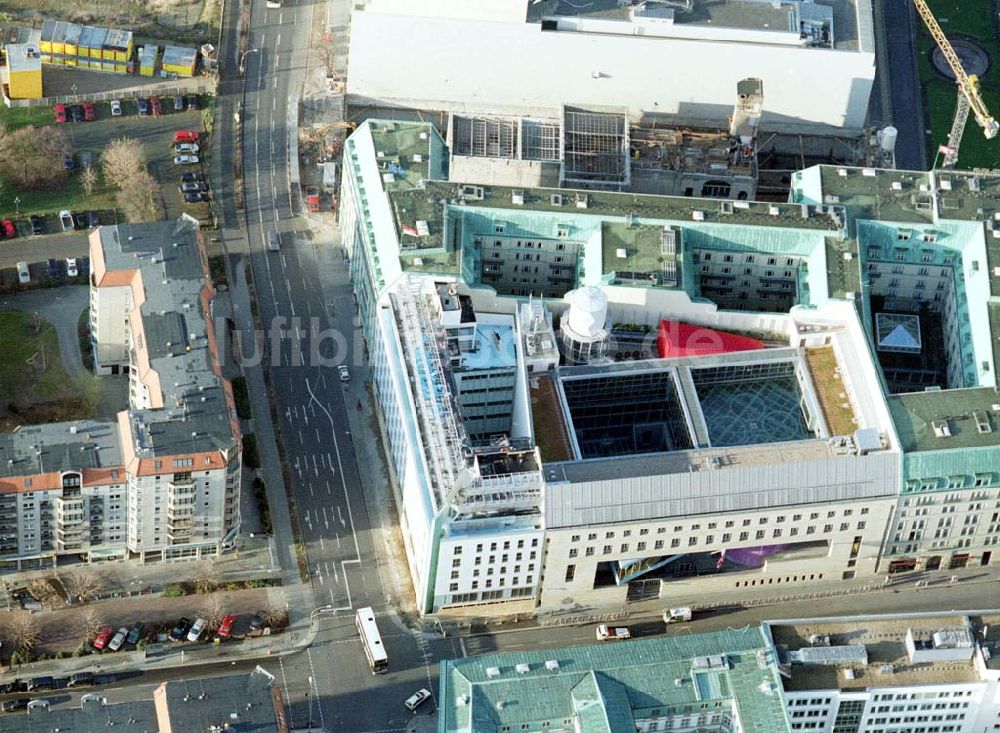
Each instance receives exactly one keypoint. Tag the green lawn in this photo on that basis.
(971, 18)
(13, 118)
(46, 393)
(70, 196)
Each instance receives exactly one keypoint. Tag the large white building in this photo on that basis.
(919, 673)
(163, 481)
(681, 59)
(703, 395)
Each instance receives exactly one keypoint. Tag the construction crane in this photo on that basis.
(969, 98)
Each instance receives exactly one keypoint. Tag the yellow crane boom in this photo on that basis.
(967, 85)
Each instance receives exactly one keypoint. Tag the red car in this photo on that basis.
(226, 626)
(103, 638)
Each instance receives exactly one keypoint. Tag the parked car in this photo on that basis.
(40, 683)
(417, 699)
(116, 643)
(180, 630)
(613, 633)
(81, 679)
(103, 638)
(135, 634)
(196, 629)
(226, 625)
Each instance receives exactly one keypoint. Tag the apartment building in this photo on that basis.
(921, 673)
(162, 481)
(780, 445)
(718, 681)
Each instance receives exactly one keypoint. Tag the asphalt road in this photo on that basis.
(899, 37)
(309, 396)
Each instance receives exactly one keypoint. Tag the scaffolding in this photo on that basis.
(448, 455)
(455, 477)
(595, 149)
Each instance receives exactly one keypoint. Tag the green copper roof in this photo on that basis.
(607, 687)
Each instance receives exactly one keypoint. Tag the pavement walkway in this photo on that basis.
(62, 308)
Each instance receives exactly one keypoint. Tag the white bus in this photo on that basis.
(372, 641)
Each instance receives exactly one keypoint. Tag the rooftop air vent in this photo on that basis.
(941, 428)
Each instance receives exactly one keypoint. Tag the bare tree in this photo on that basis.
(88, 177)
(32, 160)
(24, 630)
(213, 611)
(82, 585)
(88, 623)
(122, 160)
(138, 199)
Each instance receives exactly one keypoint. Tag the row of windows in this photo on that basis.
(729, 523)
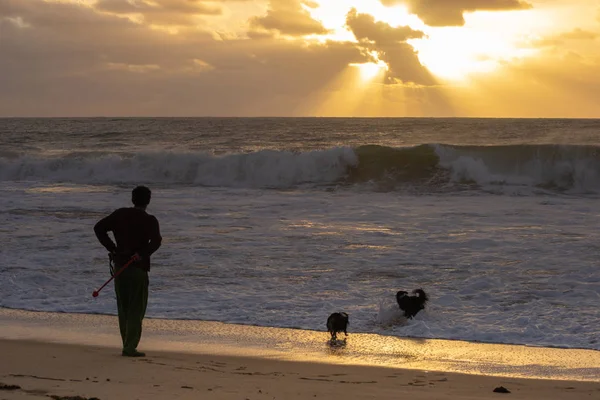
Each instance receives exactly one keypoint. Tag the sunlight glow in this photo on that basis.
(452, 53)
(369, 71)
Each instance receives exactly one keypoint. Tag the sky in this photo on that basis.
(341, 58)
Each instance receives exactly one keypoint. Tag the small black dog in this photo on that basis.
(411, 305)
(337, 322)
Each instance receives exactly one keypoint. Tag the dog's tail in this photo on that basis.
(422, 295)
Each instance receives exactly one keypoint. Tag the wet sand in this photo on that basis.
(50, 354)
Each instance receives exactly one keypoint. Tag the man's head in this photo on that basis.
(140, 196)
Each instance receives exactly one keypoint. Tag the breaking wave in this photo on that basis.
(551, 167)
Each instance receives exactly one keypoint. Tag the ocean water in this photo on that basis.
(279, 222)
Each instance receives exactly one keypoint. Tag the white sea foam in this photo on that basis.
(497, 268)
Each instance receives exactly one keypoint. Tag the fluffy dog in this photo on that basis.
(337, 322)
(411, 305)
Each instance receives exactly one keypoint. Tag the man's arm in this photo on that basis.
(101, 230)
(155, 239)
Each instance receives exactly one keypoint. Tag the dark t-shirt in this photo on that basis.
(135, 231)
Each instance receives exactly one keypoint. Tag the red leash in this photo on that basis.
(96, 292)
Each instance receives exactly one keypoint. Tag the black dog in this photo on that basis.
(337, 322)
(411, 305)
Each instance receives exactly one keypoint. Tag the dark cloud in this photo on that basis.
(450, 12)
(73, 60)
(390, 45)
(289, 18)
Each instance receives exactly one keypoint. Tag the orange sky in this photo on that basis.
(464, 58)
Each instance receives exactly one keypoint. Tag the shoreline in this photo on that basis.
(175, 320)
(39, 370)
(204, 338)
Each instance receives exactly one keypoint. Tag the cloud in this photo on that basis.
(170, 13)
(74, 60)
(288, 17)
(450, 12)
(562, 39)
(390, 45)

--------------------------------

Print all of the lines above word for word, leaving the pictures out.

Each instance receives exactly one keypoint. Tag the green lawn in this photo on that basis.
(971, 18)
(13, 118)
(46, 393)
(70, 196)
Each instance receives exactly one keypoint. Tag the large white building in this photo on that basis.
(919, 673)
(163, 481)
(681, 59)
(703, 395)
Each instance receives exactly one keypoint. Tag the construction crane in this photo on that basis.
(969, 98)
Each instance receives exactly one keypoint. Tag the yellow crane boom in this photo on that basis.
(967, 85)
Each instance receives exactly one keypoint. Tag the red car in this photo on that basis.
(226, 626)
(103, 638)
Each instance receives exactly one keypoint. Tag the parked car in this photo on that basis.
(40, 683)
(417, 699)
(116, 643)
(180, 630)
(613, 633)
(81, 679)
(103, 638)
(135, 634)
(196, 629)
(226, 625)
Each instance receives exactly one keypoint. Tag the apartment building in this photo on that basis.
(921, 673)
(162, 481)
(780, 445)
(718, 681)
Each instance receives exactly one keypoint. Tag the asphalt road in this photo on that basis.
(899, 37)
(309, 396)
Each instance receives exactly one keypoint. Tag the scaffolding in this photo on that basis.
(448, 455)
(455, 477)
(595, 149)
Each instance receives exactly one keypoint. Tag the green copper roof in this photo on that basis.
(607, 687)
Each instance receives exactly one keypoint. Tag the pavement walkway in this photo on that basis.
(62, 308)
Each instance receives exactly one keypoint. Tag the white bus in this photo on that basis.
(372, 641)
Each instance receives exactly one keypoint. Tag the rooftop air vent in this photo on that basis.
(941, 428)
Each instance receives exactly one keypoint. Tag the bare tree in this photo on that basis.
(88, 177)
(32, 160)
(24, 630)
(213, 611)
(82, 585)
(88, 623)
(122, 160)
(138, 199)
Each instance receives exactly one keypoint. Tag the row of windows in this photo on that basis.
(729, 523)
Each instance receives exactly one keypoint. Tag the sunlight glow in this photo on that basis.
(452, 53)
(369, 71)
Each instance receives exactly one keypoint. Tag the sky in this photo on that basis.
(341, 58)
Each instance receives exactly one keypoint. Tag the small black dog in this photo on that basis.
(411, 305)
(337, 322)
Each instance receives exactly one keypoint. Tag the dog's tail in this photo on that basis.
(422, 295)
Each instance receives exactly one keypoint. Tag the wet sand in this photo on that basis.
(50, 354)
Each instance receives exactly one keypoint. Tag the man's head in this photo on that basis.
(140, 196)
Each instance receives exactly one keypoint. Tag the breaking wave in this photo on that basis.
(551, 167)
Each instance receives exactly one keypoint. Tag the ocean water in this photo on that basis.
(279, 222)
Each instance receives exactly one keypoint. Tag the white sea foam in this photo on that basis.
(497, 268)
Each instance receives exactly one keypoint. Tag the fluffy dog in this photo on that basis.
(337, 322)
(411, 305)
Each instance receives exactly one keypoint. Tag the man's arm in this photo on that basis.
(101, 230)
(155, 239)
Each instance receives exactly one keypoint. Tag the dark t-shirt in this photo on that basis.
(135, 231)
Each instance receives exactly one keypoint. Tag the red leash in this photo on that basis.
(96, 292)
Each instance receives exactly one keypoint. Tag the black dog in this photo on that basis.
(337, 322)
(411, 305)
Each instance receives exactly one keypoint. Tag the dark cloud in this photo on that basis.
(450, 12)
(73, 60)
(390, 45)
(289, 18)
Each instance receives exactly one keypoint. Tag the orange sky in this photo on that basis.
(464, 58)
Each instance receives exactly one keypoint. Tag the shoreline in this photo on that basis.
(175, 320)
(39, 370)
(204, 338)
Each instance receives exactly one keypoint. Tag the cloud in this photo on that basis.
(170, 13)
(74, 60)
(288, 17)
(450, 12)
(562, 39)
(390, 45)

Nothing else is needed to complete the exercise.